■ **Written request**
Recast every line of the records below as a Markdown table with the columns Row and Line, giving each line its own numbered row and omitting blank lines.

■ **Records shown**
════

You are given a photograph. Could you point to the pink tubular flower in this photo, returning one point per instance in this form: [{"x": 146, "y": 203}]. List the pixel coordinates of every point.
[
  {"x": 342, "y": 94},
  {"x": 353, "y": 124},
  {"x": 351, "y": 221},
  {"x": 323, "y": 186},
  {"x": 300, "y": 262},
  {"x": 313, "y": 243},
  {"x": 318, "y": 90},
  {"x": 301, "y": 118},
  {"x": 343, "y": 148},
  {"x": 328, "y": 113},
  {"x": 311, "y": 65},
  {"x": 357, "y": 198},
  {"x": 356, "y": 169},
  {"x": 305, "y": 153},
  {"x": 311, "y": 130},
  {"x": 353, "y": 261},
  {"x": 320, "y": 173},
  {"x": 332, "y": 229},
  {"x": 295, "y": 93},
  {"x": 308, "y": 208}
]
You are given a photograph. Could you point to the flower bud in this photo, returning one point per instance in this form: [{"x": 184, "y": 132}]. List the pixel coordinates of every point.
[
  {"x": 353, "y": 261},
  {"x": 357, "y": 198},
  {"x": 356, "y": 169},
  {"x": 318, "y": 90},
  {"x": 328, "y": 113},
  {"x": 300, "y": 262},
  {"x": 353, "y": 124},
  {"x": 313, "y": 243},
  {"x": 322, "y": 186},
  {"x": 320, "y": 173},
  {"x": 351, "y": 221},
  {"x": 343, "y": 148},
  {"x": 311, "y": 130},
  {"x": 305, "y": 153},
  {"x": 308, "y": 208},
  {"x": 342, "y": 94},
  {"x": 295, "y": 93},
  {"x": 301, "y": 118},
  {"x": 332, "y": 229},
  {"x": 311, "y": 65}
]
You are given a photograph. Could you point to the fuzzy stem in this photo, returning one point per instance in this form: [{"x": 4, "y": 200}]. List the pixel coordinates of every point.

════

■ **The response**
| Row | Line |
|---|---|
| 1 | You are given a photograph. Could you point to the pink tubular flower in this photo, returning one point per instance in this form: [{"x": 146, "y": 203}]. List the pixel coordinates of every point. |
| 2 | [ |
| 3 |   {"x": 342, "y": 94}, |
| 4 |   {"x": 353, "y": 124}, |
| 5 |   {"x": 351, "y": 221}, |
| 6 |   {"x": 323, "y": 186}, |
| 7 |   {"x": 300, "y": 262}, |
| 8 |   {"x": 313, "y": 243}, |
| 9 |   {"x": 318, "y": 90}, |
| 10 |   {"x": 301, "y": 118}, |
| 11 |   {"x": 343, "y": 148}, |
| 12 |   {"x": 328, "y": 113}, |
| 13 |   {"x": 311, "y": 65}, |
| 14 |   {"x": 357, "y": 198}, |
| 15 |   {"x": 356, "y": 169}, |
| 16 |   {"x": 305, "y": 153}, |
| 17 |   {"x": 311, "y": 130}, |
| 18 |   {"x": 353, "y": 261}, |
| 19 |   {"x": 320, "y": 173}, |
| 20 |   {"x": 332, "y": 229}, |
| 21 |   {"x": 295, "y": 93}, |
| 22 |   {"x": 308, "y": 208} |
| 23 | ] |
| 24 | You are given a photograph. Could you point to the flower bud in this photo, returning one point per instance in this form: [{"x": 184, "y": 132}]. List the pixel coordinates of every point. |
| 25 | [ |
| 26 |   {"x": 353, "y": 261}, |
| 27 |   {"x": 357, "y": 198}, |
| 28 |   {"x": 356, "y": 169}, |
| 29 |   {"x": 318, "y": 90}, |
| 30 |   {"x": 328, "y": 113}, |
| 31 |   {"x": 300, "y": 262}, |
| 32 |   {"x": 353, "y": 124}, |
| 33 |   {"x": 313, "y": 243}, |
| 34 |   {"x": 322, "y": 186}, |
| 35 |   {"x": 320, "y": 173}, |
| 36 |   {"x": 351, "y": 221}, |
| 37 |   {"x": 343, "y": 148}, |
| 38 |   {"x": 311, "y": 130}, |
| 39 |   {"x": 305, "y": 153}, |
| 40 |   {"x": 308, "y": 208}, |
| 41 |   {"x": 342, "y": 94}, |
| 42 |   {"x": 295, "y": 93}, |
| 43 |   {"x": 301, "y": 118}, |
| 44 |   {"x": 332, "y": 229}, |
| 45 |   {"x": 311, "y": 65} |
| 46 | ] |
| 47 | You are given a photograph. Could you point to the fuzzy stem in this photo, returning one point per instance in this form: [{"x": 4, "y": 200}]. List the pixel coordinates of every point. |